Exercise directions: Would you set down the complete data below, exactly as shown?

Records from a dataset:
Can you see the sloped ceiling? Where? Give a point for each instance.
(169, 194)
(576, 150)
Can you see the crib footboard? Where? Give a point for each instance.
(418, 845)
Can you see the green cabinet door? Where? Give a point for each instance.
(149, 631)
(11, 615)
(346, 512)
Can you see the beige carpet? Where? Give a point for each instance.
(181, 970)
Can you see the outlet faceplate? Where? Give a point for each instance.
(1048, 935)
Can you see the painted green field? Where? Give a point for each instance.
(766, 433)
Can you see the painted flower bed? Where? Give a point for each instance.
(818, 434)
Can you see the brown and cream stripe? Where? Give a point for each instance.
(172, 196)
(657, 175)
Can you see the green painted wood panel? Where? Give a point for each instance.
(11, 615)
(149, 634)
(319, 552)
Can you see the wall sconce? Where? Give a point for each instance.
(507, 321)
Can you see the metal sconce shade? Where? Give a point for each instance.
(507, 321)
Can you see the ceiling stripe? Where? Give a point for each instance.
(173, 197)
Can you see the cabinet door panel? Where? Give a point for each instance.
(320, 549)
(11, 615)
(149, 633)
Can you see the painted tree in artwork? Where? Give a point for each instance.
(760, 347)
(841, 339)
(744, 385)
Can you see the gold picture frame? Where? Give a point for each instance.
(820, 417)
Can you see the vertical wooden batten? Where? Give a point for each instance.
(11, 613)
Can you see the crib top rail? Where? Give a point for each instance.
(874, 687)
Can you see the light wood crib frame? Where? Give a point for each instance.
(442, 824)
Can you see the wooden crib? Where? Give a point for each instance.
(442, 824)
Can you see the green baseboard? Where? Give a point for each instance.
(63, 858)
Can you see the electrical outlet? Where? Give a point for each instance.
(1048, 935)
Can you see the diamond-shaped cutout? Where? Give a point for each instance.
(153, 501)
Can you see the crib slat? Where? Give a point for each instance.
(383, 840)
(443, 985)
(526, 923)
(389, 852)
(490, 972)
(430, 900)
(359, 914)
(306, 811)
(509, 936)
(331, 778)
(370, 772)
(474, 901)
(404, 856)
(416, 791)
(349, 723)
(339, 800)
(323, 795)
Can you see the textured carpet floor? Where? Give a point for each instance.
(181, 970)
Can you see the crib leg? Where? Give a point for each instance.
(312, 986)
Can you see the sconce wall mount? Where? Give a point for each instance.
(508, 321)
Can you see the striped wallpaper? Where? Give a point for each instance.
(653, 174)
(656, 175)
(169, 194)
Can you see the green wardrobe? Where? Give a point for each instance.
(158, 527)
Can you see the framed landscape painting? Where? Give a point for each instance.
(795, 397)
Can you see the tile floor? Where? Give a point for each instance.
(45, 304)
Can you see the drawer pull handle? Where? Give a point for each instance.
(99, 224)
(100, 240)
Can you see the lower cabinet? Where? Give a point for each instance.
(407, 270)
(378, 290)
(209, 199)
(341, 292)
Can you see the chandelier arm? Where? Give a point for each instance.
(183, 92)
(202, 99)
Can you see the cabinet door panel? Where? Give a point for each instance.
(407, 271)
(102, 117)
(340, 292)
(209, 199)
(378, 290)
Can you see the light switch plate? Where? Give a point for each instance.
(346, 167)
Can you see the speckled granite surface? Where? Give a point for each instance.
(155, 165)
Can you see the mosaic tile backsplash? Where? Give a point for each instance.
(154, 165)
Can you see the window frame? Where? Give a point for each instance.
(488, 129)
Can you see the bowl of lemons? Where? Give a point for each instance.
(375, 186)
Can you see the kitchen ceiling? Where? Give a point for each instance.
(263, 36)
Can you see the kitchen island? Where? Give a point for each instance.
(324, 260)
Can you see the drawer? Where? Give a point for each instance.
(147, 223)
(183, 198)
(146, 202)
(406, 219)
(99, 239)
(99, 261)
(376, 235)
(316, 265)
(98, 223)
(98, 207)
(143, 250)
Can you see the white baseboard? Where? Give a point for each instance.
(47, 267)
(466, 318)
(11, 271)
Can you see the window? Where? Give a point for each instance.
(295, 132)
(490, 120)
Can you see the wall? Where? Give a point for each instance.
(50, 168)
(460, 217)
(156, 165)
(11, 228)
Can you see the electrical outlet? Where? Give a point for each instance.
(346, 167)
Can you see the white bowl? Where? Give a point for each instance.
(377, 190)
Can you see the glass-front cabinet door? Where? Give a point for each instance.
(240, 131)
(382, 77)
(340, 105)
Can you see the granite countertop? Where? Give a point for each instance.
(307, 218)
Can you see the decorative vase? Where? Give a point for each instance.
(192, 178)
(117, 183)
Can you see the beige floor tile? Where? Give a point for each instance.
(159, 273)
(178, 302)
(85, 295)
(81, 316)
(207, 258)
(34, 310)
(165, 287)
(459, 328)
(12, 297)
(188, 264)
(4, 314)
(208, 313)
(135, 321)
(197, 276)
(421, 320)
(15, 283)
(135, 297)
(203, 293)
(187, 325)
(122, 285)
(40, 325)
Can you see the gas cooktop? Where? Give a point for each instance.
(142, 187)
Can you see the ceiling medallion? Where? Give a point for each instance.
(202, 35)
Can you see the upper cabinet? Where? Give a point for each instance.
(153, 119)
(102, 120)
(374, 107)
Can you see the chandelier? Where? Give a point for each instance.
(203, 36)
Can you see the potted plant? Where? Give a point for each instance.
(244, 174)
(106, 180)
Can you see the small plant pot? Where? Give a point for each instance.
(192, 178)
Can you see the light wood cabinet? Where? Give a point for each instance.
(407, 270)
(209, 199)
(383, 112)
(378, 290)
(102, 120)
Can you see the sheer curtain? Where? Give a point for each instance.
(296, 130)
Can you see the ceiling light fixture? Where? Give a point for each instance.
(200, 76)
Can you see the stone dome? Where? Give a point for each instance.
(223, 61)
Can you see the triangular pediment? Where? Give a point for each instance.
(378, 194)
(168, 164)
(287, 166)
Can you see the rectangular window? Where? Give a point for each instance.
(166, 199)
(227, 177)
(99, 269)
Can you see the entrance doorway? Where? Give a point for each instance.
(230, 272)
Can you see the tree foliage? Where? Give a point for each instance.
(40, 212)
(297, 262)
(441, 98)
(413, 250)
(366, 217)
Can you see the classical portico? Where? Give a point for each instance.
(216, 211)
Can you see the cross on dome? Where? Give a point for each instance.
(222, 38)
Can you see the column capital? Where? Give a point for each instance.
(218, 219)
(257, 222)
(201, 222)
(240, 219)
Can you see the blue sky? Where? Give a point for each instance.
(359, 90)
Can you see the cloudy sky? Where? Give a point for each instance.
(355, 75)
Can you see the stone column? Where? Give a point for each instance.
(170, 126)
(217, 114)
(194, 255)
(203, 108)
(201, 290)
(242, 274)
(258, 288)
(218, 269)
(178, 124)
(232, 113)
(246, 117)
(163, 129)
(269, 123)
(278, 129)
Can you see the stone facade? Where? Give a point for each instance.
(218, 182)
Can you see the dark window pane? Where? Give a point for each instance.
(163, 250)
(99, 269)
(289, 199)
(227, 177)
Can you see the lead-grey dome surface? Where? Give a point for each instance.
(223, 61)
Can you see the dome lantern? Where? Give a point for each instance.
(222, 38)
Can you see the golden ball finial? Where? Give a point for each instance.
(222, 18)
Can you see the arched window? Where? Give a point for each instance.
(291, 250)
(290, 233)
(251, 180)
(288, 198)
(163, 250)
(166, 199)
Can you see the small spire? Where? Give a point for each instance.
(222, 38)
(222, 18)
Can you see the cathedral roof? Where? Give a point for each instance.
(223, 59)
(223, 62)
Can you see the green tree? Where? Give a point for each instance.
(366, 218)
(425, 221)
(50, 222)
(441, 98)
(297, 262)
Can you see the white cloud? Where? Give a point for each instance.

Answer space:
Can you see the sloped ceiling? Where? Give a point for each instance.
(169, 194)
(576, 150)
Can you see the crib footboard? Where? Give a point for each instance.
(418, 845)
Can you see the green cabinet door? Where? Give a point for each instance.
(149, 631)
(11, 615)
(346, 512)
Can you see the beige carpet? Where? Give a point for each instance.
(181, 970)
Can you see the outlet faceplate? Where? Give a point for each instance.
(1048, 935)
Can you see the painted green field? Where? Give a point for each instance.
(766, 433)
Can you see the painted flower bed? Where? Give a point for each instance.
(818, 434)
Can you see the brown and cream stripe? Where? Give a point for each instance.
(172, 196)
(657, 175)
Can you see the green painted wood panel? Where? Give a point for each instance.
(11, 615)
(149, 634)
(319, 552)
Can you see the wall sconce? Where? Give a point for each instance.
(507, 321)
Can you see the metal sconce shade? Where? Give a point for each instance.
(507, 321)
Can you see the ceiling stripe? Where? Give a point for each instance.
(173, 197)
Can you see the cabinet door panel? Where? Give a point for each instance.
(320, 549)
(11, 615)
(149, 633)
Can you see the painted tree in artwork? Where? Give a point for each instance.
(760, 347)
(841, 339)
(744, 385)
Can you see the gold picture frame? Where? Give a point for each instance.
(820, 417)
Can you see the vertical wooden batten? Where? Give a point for each instance.
(11, 613)
Can you see the crib top rail? Where? Give a point for each instance.
(874, 687)
Can you see the light wood crib frame? Where? Give a point for each instance.
(442, 824)
Can you see the wooden crib? Where? Give a point for each instance.
(442, 824)
Can you see the green baseboard? Where? Give a point for each instance.
(63, 858)
Can you see the electrical outlet? Where? Give a point for each instance.
(1048, 935)
Can you see the diamond-shaped cutout? Where? Give a point for each instance.
(153, 501)
Can you see the crib slat? Where? Give a point for each instance.
(383, 840)
(443, 985)
(526, 923)
(389, 852)
(490, 972)
(430, 900)
(359, 914)
(306, 811)
(509, 936)
(331, 778)
(370, 772)
(474, 901)
(404, 856)
(416, 791)
(349, 723)
(339, 800)
(323, 795)
Can you see the textured carpet floor? Where? Give a point for each instance.
(181, 970)
Can you see the crib leg? Where? Give a point for each instance.
(312, 986)
Can you see the sconce wall mount? Where? Give a point for each instance.
(508, 321)
Can you see the striped wallpaper? Where? Give a point for each instance.
(653, 174)
(656, 175)
(169, 194)
Can you see the green wardrobe? Where? Give a point for each instance.
(158, 527)
Can you see the framed landscape painting? Where? Give a point for each instance.
(795, 397)
Can you see the tile floor? Where? Give a point for each instance.
(45, 304)
Can you see the drawer pull handle? Where? Give a point for each instance.
(99, 224)
(100, 240)
Can you see the lower cabinet? Where? Give a point for each instance.
(407, 270)
(378, 290)
(209, 199)
(341, 292)
Can you see the chandelier arm? Where? Give a point for each instance.
(183, 92)
(202, 99)
Can you see the cabinet door panel? Where? Give a point for each instance.
(407, 271)
(102, 117)
(340, 292)
(209, 199)
(378, 290)
Can you see the light switch plate? Where? Give a point for each instance.
(346, 167)
Can you see the speckled granite surface? Where? Give a point for each instance.
(155, 165)
Can you see the mosaic tile backsplash? Where? Give a point for each instance.
(154, 165)
Can you see the window frame? Where? Give a point for each instance.
(488, 129)
Can you see the bowl of lemons? Where? Give a point for each instance.
(375, 186)
Can you see the kitchen ceiling? Where? Give a point for each instance.
(263, 36)
Can you see the kitchen island? Where? Give a point for each instance.
(324, 260)
Can you see the drawer? Where? Give a point for each instance.
(147, 223)
(183, 198)
(146, 202)
(406, 219)
(99, 239)
(99, 261)
(376, 235)
(316, 265)
(98, 223)
(98, 207)
(143, 250)
Can you see the white baseboard? Where? Give a point for each instance.
(47, 267)
(466, 318)
(11, 271)
Can you see the window? Where? Give a point for each instance.
(295, 132)
(490, 120)
Can you see the wall? Where? Give a point for each instance.
(50, 168)
(460, 217)
(156, 165)
(11, 228)
Can you see the electrical outlet? Where? Give a point for each instance.
(346, 167)
Can you see the white bowl? Where? Give a point for each instance.
(377, 190)
Can you see the glass-front cabinet door? Where? Give a point for each instance.
(240, 131)
(382, 77)
(340, 105)
Can you see the granite countertop? Where? Give a point for each instance.
(307, 218)
Can you see the decorative vase? Where? Give a point for each instance.
(192, 178)
(117, 183)
Can you see the beige floor tile? Where? Give a point for each instance.
(159, 273)
(178, 302)
(85, 295)
(81, 316)
(207, 258)
(34, 310)
(165, 287)
(459, 328)
(12, 297)
(188, 264)
(4, 314)
(208, 313)
(135, 321)
(197, 276)
(421, 320)
(15, 283)
(135, 297)
(203, 293)
(187, 325)
(122, 285)
(40, 325)
Can you see the gas cooktop? Where? Give a point for each instance.
(142, 187)
Can you see the ceiling medallion? Where? Give a point for each instance.
(202, 35)
Can you see the upper cabinet? Where? Give a point for each instance.
(153, 119)
(102, 120)
(374, 107)
Can you see the chandelier? Where? Give a point for each instance.
(203, 36)
Can you see the potted plant? Where? Give a point for each instance.
(244, 174)
(106, 180)
Can you see the small plant pot? Where? Give a point for each instance.
(192, 178)
Can you see the light wood cabinet? Where? Give a point for each instance.
(407, 270)
(209, 199)
(383, 112)
(378, 290)
(102, 120)
Can you see the sheer curtain? Where? Give a point for each instance.
(296, 130)
Can you see the ceiling light fixture? Where? Give a point for each instance.
(200, 76)
Can you see the stone dome? Where? Give a point for each instance.
(223, 61)
Can you see the triangular pediment? Where? Give a point for each instance.
(378, 194)
(168, 164)
(287, 166)
Can you see the rectangular window? Where? Give a point for each instance.
(166, 199)
(227, 177)
(99, 269)
Can you see the entrance doorway? Where? Give a point for each instance.
(230, 272)
Can you see the tree foliage? Where? Give a point for each instance.
(40, 212)
(297, 262)
(441, 98)
(413, 250)
(366, 217)
Can you see the classical portico? Where? Give a point for each instance.
(216, 211)
Can you see the cross on dome? Where? Give a point for each instance.
(222, 38)
Can you see the column capital? Where? Give a point for each instance.
(218, 219)
(257, 222)
(201, 222)
(240, 219)
Can you see the blue sky? Where? Give a point for each instance.
(359, 90)
Can you see the cloudy sky? Where? Give a point for each instance.
(355, 75)
Can you see the stone column? Where? Give a point for each instance.
(170, 126)
(217, 114)
(194, 255)
(203, 108)
(201, 290)
(242, 274)
(258, 288)
(218, 269)
(178, 124)
(232, 113)
(246, 117)
(163, 129)
(269, 123)
(278, 129)
Can you see the stone facade? Where? Give a point for each instance.
(218, 182)
Can you see the dark window pane? Where? Give a point for each instance.
(163, 250)
(99, 269)
(289, 199)
(227, 177)
Can you see the lead-grey dome surface? Where? Give a point for each instance.
(223, 61)
Can you see the dome lantern? Where? Give a point for each instance.
(222, 38)
Can you see the golden ball finial? Where? Give a point for each instance.
(222, 18)
Can you see the arched window? Where? Give a point for each instance.
(291, 250)
(290, 233)
(251, 180)
(288, 198)
(163, 250)
(166, 199)
Can you see the small spire? Where? Give a point for each instance.
(222, 38)
(222, 18)
Can you see the cathedral roof? Where? Give a point for each instance.
(223, 59)
(223, 62)
Can you see the green tree? Where? Give a point for each instance.
(366, 218)
(425, 221)
(50, 222)
(441, 98)
(297, 262)
Can you see the white cloud? Where? Give a point for each instance.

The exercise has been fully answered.